Gib aus dem Text über das Online-Programm des Theatertreffens die Stelle zwischen „Sechs Inszenierungen werden“ und „Online-Diskussionen sind geplant.“ einschließlich wortgetreu wieder.

TEXTAUSZUG.
◆ ◆ ◆ ◆

Bis zum 9. Mai werden mehrere ausgewählte Inszenierungen im Internet gezeigt. Nach Meinung von Festivalleiterin Yvonne Büdenhölzer ist Streaming zwar kein 100-prozentiger Ersatz, eröffnet aber neue Möglichkeiten. «Durch das Eins-zu-Eins-Verlegen von Theaterkunst ins Internet geht einiges verloren», sagte sie. «Aber es gibt auch Potenziale. Es gilt herauszufinden, was wir möglicherweise gewinnen können.»

Man könne etwa neue Zielgruppen erreichen. Alle Mitschnitte würden kostenlos gezeigt. «Wir rufen lediglich auf, für Künstlerinnen und Künstler zu spenden - auf freiwilliger Basis», sagte Büdenhölzer der Deutschen Presse-Agentur. Zum Theatertreffen wählt eine Jury jedes Jahr die «zehn bemerkenswertesten Inszenierungen» aus dem deutschsprachigen Raum aus.

Bundesweit sind Theater derzeit geschlossen, um die Ausbreitung des neuartigen Coronavirus einzudämmen. Den Häusern brechen wichtige Einnahmen weg, vor allem Privattheater fürchten um ihre Existenz. Mehrere Theater versuchen, ältere Aufzeichnungen nun online zu zeigen. Auch das Theatertreffen hat ein Online-Programm organisiert, das am Freitagabend mit einer Videobotschaft eröffnet wurde.

Sechs Inszenierungen werden gezeigt. Den Auftakt machte «Hamlet» vom Schauspielhaus Bochum - die Hauptrolle spielt Sandra Hüller («Toni Erdmann»). Gezeigt werden in den nächsten Tagen auch ein Probenmitschnitt von «Anatomie eines Suizids» vom Deutschen Schauspielhaus Hamburg und zum Beispiel die Co-Produktion «Chinchilla Arschloch, waswas» des Theaterkollektivs Rimini Protokoll. Auch mehrere Online-Diskussionen sind geplant.

«Wir wissen natürlich, dass diese Arbeiten, die wir jetzt zeigen, nicht fürs Netz entstanden sind», sagte Büdenhölzer. «Wir machen das aber trotzdem, weil wir signalisieren wollen: "Wir sind da, wir sind auch systemrelevant."» Sie erwartet, dass angesichts der Pandemie nun mehr Theaterarbeiten speziell fürs Netz entstehen.

◆ ◆ ◆ ◆

VORLIEGENDES MATERIAL.
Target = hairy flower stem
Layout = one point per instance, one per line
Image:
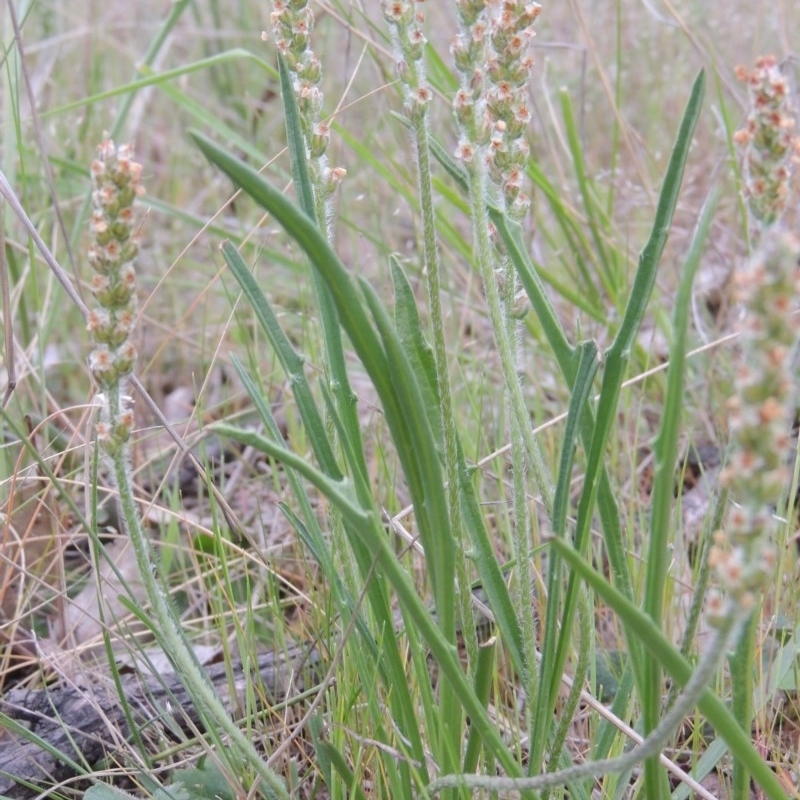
(113, 250)
(174, 644)
(725, 634)
(520, 427)
(432, 273)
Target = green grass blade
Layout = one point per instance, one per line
(679, 669)
(297, 146)
(650, 256)
(554, 637)
(658, 554)
(290, 360)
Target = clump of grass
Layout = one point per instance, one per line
(401, 712)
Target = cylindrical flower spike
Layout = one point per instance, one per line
(760, 418)
(768, 140)
(116, 177)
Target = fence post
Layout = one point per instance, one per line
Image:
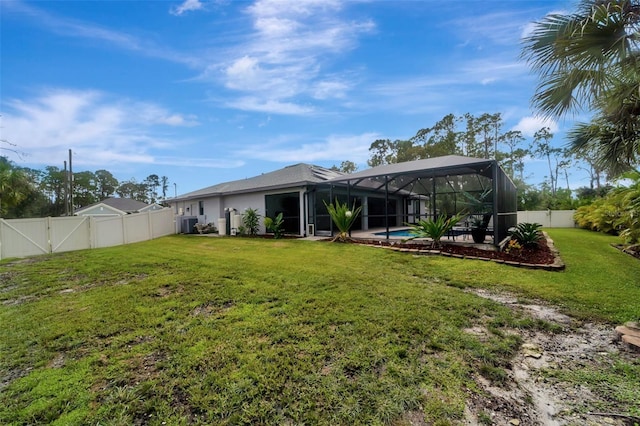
(124, 229)
(149, 225)
(49, 243)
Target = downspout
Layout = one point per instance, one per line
(330, 201)
(494, 186)
(386, 204)
(349, 200)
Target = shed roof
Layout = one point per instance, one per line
(290, 176)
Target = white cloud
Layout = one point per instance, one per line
(99, 129)
(186, 6)
(91, 31)
(529, 125)
(335, 148)
(282, 60)
(269, 106)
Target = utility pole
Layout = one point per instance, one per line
(66, 190)
(70, 186)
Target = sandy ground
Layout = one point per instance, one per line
(528, 398)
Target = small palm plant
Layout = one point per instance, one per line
(343, 217)
(434, 229)
(527, 234)
(251, 221)
(275, 225)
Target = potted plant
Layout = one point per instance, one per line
(479, 225)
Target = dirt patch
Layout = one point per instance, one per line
(529, 397)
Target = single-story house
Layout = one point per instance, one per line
(390, 195)
(116, 207)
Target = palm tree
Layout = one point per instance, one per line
(590, 59)
(14, 185)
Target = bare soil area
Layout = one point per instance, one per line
(530, 397)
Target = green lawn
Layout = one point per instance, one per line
(188, 329)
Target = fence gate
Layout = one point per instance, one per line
(32, 237)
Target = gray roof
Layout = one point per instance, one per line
(448, 164)
(126, 205)
(290, 176)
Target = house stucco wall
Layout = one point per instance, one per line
(215, 206)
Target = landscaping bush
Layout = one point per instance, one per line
(527, 234)
(434, 229)
(251, 222)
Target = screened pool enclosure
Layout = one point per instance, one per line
(396, 194)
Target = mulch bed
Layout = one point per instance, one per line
(632, 251)
(543, 255)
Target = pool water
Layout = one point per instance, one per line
(396, 233)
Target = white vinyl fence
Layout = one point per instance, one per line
(29, 237)
(548, 218)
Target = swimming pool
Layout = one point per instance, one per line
(396, 233)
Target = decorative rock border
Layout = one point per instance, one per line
(557, 265)
(630, 335)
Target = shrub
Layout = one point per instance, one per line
(251, 221)
(527, 234)
(343, 217)
(434, 229)
(275, 225)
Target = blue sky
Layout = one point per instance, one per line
(211, 91)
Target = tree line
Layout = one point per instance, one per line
(484, 136)
(26, 192)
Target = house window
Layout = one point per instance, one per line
(289, 205)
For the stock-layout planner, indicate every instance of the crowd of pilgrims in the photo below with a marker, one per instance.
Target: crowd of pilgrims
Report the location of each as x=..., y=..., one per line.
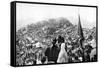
x=65, y=51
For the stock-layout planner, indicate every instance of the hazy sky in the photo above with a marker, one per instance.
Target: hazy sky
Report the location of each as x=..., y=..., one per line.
x=32, y=13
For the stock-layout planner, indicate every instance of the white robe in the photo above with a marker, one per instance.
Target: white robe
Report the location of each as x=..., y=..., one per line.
x=62, y=57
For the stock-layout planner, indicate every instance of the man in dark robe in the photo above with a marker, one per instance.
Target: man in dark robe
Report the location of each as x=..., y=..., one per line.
x=52, y=53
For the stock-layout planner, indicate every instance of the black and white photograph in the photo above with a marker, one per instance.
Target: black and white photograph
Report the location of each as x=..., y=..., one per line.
x=55, y=34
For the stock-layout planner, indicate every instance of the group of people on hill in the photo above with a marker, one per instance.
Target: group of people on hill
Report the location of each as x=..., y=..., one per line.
x=70, y=51
x=63, y=50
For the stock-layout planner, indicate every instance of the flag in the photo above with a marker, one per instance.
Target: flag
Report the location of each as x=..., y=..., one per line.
x=80, y=31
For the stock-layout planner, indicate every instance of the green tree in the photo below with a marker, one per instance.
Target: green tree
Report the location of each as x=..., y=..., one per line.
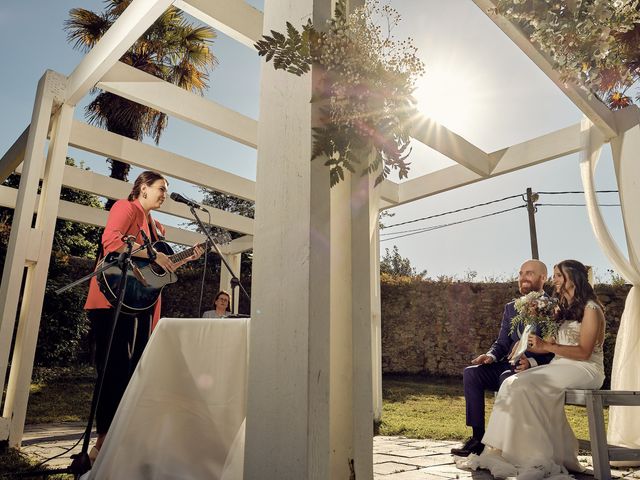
x=64, y=324
x=172, y=49
x=394, y=264
x=70, y=238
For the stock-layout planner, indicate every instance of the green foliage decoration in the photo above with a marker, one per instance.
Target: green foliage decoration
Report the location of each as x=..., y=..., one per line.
x=395, y=265
x=595, y=43
x=364, y=90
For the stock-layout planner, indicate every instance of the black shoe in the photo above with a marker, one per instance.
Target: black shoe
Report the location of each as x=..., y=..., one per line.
x=472, y=445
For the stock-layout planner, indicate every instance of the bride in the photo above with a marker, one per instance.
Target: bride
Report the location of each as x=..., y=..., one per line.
x=528, y=430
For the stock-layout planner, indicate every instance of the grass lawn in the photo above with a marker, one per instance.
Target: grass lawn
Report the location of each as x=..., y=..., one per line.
x=56, y=395
x=419, y=407
x=61, y=395
x=415, y=407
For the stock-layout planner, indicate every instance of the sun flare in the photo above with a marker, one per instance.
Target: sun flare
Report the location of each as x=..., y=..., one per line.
x=449, y=97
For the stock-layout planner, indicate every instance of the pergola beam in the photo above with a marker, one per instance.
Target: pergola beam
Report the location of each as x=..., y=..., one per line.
x=452, y=145
x=130, y=26
x=236, y=19
x=102, y=142
x=593, y=108
x=92, y=216
x=541, y=149
x=14, y=156
x=143, y=88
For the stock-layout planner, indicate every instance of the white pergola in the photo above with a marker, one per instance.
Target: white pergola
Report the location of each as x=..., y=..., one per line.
x=315, y=368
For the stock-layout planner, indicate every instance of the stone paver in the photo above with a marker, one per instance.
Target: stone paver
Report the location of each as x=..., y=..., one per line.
x=395, y=458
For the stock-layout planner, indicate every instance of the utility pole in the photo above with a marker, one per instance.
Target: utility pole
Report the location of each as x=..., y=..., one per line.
x=531, y=198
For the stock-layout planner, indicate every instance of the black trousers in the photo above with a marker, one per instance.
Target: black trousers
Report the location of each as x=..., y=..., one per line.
x=129, y=340
x=477, y=379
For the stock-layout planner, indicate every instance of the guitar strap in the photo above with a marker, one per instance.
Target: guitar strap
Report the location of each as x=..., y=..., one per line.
x=153, y=230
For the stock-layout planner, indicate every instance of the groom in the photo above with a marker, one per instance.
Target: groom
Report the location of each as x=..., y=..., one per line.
x=490, y=369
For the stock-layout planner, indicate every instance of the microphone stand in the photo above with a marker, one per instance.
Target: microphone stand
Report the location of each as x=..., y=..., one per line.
x=81, y=463
x=235, y=281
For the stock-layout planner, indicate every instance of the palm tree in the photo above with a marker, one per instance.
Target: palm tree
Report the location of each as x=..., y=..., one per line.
x=172, y=49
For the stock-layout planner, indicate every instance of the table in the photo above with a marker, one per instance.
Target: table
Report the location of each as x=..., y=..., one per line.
x=182, y=415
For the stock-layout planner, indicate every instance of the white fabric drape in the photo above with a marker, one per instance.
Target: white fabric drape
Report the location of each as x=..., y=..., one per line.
x=624, y=422
x=182, y=415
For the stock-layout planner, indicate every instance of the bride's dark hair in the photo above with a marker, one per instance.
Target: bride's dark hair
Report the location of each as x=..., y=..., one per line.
x=577, y=273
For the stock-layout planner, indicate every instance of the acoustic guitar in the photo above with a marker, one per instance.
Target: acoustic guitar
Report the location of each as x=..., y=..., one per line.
x=144, y=282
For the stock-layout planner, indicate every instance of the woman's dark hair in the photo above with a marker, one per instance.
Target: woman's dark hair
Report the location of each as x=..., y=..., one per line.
x=145, y=178
x=577, y=273
x=223, y=292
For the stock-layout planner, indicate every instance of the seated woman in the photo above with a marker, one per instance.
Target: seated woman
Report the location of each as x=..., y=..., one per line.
x=528, y=430
x=222, y=304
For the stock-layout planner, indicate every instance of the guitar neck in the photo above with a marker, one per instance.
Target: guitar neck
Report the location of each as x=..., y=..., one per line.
x=178, y=257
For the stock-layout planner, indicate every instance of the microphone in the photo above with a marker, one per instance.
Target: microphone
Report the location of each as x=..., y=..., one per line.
x=176, y=197
x=150, y=252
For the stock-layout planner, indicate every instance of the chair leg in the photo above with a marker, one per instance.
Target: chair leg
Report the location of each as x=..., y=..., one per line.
x=598, y=437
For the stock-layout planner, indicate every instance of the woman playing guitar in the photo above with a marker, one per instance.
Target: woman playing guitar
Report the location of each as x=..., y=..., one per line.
x=127, y=217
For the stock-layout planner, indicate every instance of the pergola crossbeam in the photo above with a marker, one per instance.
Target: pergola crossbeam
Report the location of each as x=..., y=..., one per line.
x=541, y=149
x=92, y=216
x=130, y=26
x=102, y=142
x=593, y=108
x=140, y=87
x=14, y=156
x=235, y=19
x=452, y=145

◆ ◆ ◆ ◆

SCHRIFTLICHE LÖSUNG.
Sechs Inszenierungen werden gezeigt. Den Auftakt machte «Hamlet» vom Schauspielhaus Bochum - die Hauptrolle spielt Sandra Hüller («Toni Erdmann»). Gezeigt werden in den nächsten Tagen auch ein Probenmitschnitt von «Anatomie eines Suizids» vom Deutschen Schauspielhaus Hamburg und zum Beispiel die Co-Produktion «Chinchilla Arschloch, waswas» des Theaterkollektivs Rimini Protokoll. Auch mehrere Online-Diskussionen sind geplant.